| Instruction |
Copy each line in the items below that contains the word "blurred", matching case exactly.
Start of Items
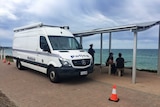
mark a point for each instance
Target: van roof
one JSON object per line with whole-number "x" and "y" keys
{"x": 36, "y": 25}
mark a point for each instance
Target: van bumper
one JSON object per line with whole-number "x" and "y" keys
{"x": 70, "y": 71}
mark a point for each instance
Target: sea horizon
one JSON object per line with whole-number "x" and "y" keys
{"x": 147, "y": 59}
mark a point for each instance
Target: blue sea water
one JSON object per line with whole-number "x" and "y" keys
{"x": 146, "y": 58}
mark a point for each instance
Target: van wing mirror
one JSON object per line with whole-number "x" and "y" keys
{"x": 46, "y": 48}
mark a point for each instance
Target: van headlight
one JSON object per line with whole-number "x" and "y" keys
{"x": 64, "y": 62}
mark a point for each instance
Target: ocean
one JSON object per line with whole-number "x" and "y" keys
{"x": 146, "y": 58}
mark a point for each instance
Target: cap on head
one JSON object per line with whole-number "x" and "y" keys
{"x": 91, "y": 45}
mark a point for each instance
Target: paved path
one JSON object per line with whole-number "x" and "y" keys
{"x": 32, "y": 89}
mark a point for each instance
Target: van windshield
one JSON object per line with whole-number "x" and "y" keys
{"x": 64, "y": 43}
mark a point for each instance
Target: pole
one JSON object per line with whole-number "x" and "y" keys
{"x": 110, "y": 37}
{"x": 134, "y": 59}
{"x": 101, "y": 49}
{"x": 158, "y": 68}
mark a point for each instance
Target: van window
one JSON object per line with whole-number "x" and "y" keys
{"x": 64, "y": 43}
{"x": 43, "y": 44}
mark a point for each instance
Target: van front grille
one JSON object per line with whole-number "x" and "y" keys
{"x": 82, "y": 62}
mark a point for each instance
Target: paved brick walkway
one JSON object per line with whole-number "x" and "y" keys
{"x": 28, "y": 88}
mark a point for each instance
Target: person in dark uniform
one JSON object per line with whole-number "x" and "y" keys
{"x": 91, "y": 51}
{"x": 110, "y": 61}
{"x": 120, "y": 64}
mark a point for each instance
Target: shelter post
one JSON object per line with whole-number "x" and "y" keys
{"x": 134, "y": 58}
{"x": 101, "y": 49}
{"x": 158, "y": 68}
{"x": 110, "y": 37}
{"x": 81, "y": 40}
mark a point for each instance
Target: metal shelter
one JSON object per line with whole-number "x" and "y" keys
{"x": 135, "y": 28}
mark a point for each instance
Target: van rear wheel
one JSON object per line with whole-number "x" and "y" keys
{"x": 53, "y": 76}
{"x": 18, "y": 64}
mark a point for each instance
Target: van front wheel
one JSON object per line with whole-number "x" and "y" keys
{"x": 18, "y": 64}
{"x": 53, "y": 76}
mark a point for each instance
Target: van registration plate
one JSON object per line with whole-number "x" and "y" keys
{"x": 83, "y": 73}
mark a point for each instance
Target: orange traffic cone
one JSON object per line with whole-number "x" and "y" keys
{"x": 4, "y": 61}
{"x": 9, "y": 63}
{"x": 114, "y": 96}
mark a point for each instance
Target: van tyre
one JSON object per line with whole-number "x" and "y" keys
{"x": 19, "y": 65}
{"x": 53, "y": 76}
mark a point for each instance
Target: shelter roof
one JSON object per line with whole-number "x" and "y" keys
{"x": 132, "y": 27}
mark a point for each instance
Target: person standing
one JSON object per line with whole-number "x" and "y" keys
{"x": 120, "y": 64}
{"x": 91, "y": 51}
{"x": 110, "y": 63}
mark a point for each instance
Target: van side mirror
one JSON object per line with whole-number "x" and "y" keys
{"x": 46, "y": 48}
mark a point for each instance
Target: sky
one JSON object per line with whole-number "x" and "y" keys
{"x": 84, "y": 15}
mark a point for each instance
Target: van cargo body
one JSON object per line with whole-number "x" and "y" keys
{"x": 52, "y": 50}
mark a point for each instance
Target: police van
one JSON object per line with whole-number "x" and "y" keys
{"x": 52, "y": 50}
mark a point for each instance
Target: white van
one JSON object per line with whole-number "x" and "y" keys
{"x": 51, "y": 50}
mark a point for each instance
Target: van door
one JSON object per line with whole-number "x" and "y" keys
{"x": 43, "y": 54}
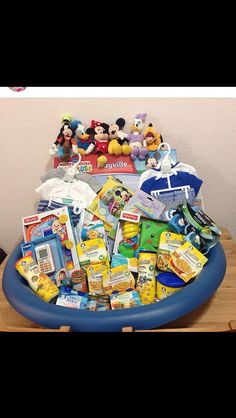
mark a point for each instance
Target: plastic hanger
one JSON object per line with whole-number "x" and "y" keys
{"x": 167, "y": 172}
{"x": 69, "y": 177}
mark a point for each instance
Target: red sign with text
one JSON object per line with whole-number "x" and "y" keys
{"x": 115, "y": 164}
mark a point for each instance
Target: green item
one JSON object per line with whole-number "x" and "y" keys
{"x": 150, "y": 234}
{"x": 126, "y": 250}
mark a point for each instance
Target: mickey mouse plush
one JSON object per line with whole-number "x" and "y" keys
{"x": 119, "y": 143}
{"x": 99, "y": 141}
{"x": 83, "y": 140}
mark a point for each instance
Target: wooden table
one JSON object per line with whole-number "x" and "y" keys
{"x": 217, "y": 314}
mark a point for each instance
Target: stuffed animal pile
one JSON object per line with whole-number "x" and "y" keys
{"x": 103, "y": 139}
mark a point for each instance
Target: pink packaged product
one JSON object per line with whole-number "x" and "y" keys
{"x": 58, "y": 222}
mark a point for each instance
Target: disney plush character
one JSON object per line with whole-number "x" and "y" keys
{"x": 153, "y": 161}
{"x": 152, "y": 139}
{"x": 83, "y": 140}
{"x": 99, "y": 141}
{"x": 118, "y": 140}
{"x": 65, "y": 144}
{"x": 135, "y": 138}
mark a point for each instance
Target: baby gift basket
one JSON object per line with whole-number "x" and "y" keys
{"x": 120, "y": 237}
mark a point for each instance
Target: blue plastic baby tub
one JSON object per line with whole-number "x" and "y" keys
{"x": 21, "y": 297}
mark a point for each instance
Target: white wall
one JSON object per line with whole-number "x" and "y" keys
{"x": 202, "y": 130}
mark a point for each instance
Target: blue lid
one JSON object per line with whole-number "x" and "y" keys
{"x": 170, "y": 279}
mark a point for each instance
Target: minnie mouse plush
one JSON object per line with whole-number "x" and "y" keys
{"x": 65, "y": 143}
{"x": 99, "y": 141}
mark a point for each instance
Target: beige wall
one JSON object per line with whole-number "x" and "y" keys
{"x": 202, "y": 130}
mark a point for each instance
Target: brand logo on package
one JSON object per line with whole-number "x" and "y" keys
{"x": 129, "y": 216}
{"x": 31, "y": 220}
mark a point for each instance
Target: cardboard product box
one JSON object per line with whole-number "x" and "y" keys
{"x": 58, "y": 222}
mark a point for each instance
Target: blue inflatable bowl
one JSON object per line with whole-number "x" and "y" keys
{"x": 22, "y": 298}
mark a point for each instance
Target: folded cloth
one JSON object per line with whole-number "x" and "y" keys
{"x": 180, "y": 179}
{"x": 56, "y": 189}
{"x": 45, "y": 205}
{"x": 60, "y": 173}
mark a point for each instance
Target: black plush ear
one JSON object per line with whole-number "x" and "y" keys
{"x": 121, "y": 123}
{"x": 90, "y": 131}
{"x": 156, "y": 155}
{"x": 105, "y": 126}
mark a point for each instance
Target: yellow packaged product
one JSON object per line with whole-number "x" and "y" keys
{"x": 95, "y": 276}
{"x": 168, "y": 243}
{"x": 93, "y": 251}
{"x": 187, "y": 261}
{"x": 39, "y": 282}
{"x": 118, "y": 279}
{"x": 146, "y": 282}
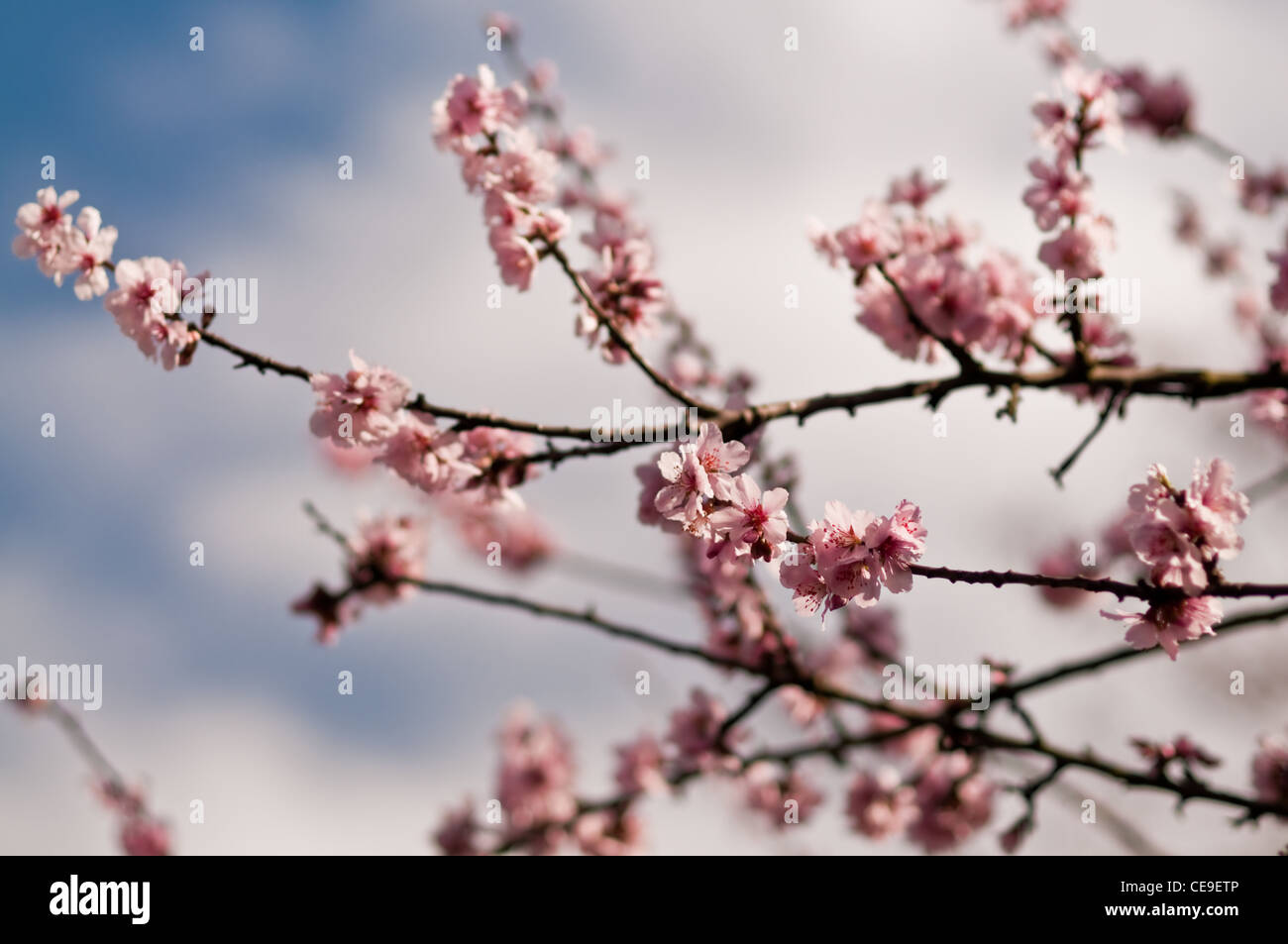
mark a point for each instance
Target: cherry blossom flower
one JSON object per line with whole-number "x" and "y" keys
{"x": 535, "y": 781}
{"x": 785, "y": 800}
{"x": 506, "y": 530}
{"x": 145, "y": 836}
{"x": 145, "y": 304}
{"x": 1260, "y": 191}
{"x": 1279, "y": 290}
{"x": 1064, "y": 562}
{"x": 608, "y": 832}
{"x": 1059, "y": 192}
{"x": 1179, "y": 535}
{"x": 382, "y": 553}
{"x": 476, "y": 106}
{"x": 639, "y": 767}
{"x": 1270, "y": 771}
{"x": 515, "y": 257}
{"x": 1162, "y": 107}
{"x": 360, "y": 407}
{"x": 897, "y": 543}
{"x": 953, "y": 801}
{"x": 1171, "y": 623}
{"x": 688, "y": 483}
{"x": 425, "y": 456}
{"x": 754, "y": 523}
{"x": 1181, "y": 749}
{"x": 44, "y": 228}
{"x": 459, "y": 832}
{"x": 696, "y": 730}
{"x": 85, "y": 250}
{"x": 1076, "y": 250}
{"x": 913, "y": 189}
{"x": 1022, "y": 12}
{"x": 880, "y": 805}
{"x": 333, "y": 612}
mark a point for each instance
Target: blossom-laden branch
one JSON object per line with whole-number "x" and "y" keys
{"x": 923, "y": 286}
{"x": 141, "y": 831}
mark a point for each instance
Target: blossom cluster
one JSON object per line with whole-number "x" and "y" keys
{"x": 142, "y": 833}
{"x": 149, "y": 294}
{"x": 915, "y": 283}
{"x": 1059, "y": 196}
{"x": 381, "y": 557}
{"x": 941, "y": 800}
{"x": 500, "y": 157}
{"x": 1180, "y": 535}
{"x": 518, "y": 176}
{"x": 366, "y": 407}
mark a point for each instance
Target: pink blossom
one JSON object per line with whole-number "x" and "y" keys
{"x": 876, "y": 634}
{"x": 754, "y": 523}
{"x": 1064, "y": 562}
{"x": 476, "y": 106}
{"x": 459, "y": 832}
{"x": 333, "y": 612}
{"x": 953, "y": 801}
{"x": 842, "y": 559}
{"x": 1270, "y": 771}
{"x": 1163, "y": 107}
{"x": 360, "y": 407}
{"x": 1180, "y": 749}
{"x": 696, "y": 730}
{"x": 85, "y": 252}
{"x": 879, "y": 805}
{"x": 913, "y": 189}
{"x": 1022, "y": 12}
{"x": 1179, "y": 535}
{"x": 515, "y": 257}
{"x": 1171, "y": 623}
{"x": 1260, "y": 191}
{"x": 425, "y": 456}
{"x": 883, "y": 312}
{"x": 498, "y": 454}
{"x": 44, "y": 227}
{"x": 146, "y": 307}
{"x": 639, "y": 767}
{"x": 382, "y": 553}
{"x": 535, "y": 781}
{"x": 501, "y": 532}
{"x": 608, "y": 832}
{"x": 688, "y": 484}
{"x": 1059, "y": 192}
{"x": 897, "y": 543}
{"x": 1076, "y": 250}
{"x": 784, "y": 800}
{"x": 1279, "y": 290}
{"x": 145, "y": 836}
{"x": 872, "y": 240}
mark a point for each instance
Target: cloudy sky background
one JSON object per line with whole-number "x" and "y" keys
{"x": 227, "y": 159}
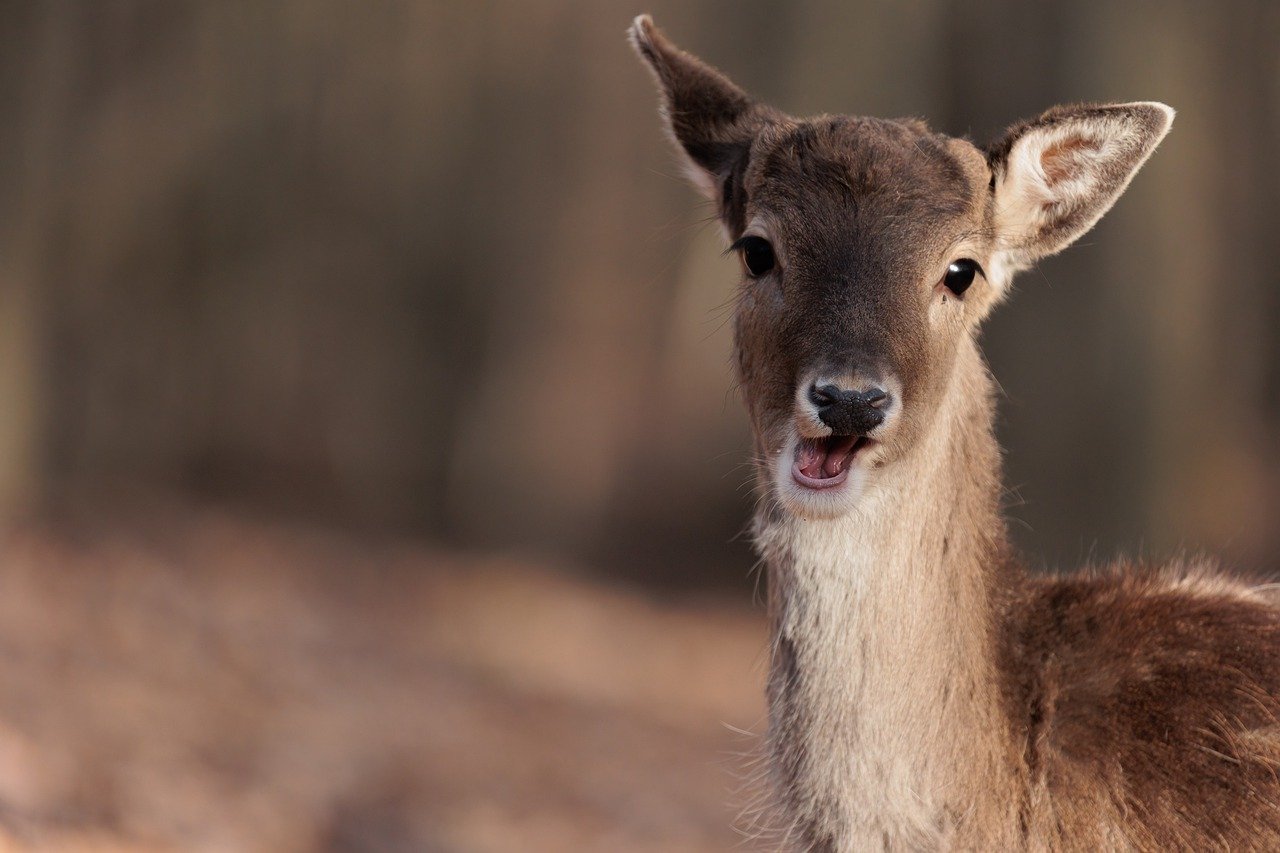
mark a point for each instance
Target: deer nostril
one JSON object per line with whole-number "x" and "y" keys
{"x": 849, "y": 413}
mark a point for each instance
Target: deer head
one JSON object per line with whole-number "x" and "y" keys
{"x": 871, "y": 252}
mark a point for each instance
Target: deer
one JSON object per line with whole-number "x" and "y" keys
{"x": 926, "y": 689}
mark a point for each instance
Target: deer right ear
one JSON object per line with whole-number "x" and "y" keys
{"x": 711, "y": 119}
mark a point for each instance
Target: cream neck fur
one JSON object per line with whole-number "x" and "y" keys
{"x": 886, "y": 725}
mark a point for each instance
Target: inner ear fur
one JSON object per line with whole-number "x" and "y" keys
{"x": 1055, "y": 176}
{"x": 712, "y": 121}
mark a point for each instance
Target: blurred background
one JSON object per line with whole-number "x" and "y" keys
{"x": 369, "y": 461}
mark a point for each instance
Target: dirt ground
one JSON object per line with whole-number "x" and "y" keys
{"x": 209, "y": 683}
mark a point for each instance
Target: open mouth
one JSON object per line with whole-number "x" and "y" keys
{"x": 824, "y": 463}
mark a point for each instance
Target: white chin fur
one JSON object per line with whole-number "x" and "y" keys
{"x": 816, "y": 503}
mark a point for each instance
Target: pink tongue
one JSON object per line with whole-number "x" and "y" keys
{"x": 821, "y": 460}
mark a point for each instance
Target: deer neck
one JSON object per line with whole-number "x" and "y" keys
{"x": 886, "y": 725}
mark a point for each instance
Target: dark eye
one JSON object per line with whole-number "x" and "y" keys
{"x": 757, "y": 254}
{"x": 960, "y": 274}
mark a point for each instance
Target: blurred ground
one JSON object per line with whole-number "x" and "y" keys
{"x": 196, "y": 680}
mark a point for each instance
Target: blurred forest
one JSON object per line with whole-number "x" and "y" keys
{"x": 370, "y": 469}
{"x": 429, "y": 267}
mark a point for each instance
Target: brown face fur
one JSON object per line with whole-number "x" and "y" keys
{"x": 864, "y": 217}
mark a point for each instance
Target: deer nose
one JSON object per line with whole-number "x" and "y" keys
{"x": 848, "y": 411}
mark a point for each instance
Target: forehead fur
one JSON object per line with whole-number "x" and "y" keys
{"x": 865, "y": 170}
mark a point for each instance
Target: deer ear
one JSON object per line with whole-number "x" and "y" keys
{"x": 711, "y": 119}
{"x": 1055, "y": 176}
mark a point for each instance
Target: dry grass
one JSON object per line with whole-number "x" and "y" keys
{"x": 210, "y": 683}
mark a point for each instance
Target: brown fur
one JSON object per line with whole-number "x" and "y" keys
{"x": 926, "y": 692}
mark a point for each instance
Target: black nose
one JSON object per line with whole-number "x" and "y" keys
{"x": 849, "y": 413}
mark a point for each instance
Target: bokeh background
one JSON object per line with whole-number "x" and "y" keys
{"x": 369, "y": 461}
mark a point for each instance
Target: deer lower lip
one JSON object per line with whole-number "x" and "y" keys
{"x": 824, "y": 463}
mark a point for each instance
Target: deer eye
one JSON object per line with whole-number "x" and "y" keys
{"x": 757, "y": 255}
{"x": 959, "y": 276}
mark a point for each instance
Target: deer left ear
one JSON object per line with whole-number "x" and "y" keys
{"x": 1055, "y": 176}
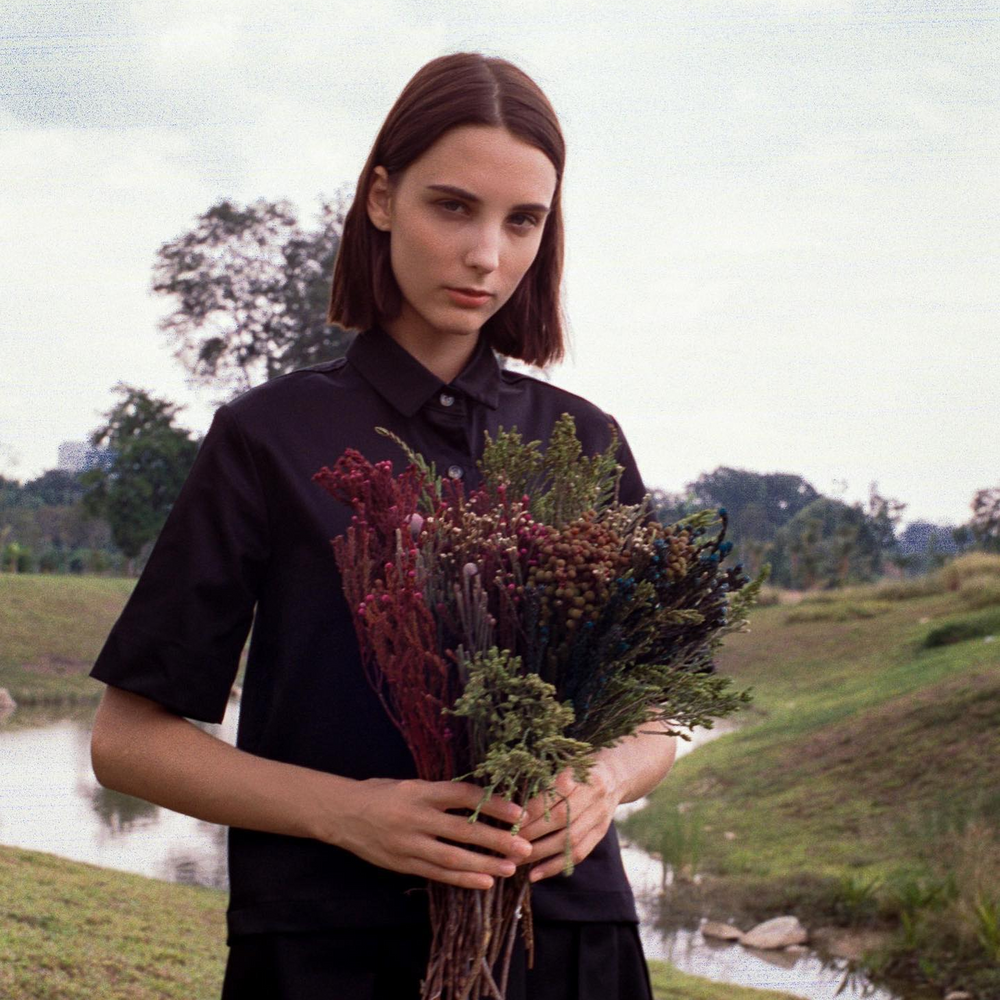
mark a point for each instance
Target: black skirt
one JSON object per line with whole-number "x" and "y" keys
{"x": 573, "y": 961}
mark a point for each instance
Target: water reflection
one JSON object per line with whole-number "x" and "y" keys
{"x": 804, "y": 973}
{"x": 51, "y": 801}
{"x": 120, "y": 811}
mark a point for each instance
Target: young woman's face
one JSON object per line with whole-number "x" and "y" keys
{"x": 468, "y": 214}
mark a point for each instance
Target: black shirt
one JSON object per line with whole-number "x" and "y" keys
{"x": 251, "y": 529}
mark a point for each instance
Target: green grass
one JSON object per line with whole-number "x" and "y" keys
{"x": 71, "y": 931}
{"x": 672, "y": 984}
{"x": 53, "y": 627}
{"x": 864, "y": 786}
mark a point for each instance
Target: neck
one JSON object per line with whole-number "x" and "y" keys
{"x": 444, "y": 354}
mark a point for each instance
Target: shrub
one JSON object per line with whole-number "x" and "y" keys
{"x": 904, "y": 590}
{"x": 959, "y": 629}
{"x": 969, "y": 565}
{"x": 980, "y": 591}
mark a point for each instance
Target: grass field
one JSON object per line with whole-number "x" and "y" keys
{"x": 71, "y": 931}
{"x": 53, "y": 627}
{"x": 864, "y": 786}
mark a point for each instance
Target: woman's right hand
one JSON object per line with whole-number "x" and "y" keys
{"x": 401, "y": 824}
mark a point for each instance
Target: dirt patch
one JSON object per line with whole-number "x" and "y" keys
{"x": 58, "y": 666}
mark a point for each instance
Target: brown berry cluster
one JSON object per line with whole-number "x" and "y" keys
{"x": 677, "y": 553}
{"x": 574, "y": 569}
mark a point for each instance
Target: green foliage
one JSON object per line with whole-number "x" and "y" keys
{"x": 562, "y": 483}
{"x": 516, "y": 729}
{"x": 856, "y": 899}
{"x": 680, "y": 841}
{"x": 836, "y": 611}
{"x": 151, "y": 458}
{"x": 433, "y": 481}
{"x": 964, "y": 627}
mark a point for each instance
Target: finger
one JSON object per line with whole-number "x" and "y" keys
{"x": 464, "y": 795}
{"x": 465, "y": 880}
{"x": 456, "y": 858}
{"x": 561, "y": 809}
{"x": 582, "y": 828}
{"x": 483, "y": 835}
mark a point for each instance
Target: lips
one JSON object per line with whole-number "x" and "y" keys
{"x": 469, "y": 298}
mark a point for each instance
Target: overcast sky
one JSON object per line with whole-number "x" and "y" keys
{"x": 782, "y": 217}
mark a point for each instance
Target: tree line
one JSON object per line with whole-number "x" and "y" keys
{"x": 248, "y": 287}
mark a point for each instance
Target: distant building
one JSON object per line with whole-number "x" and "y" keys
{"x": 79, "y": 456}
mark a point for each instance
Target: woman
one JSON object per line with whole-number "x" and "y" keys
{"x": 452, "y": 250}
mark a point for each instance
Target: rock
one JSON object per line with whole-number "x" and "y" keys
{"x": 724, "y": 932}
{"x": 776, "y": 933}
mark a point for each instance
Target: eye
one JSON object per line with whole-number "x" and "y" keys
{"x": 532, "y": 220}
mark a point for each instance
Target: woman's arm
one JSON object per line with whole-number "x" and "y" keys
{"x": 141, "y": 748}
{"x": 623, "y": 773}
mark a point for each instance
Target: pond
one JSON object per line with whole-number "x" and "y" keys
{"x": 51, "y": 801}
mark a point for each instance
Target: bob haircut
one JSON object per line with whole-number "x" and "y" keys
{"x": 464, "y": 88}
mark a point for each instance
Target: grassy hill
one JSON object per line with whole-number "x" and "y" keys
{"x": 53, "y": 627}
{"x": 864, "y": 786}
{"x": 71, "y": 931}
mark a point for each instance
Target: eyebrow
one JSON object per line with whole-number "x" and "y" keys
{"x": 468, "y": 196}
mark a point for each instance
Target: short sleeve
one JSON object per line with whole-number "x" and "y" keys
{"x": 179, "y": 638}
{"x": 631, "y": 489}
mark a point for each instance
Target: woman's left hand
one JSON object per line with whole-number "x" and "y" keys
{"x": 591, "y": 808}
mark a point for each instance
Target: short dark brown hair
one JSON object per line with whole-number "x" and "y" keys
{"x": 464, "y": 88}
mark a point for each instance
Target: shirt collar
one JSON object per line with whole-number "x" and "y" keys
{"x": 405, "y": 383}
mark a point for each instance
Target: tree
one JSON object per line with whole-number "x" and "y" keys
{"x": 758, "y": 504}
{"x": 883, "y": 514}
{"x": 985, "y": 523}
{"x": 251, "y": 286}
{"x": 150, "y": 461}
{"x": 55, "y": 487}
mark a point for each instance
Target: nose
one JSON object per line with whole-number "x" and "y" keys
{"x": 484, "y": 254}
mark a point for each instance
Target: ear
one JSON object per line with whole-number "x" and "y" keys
End of Items
| Answer |
Target: blurred background
Target: blurred ground
Target: blurred forest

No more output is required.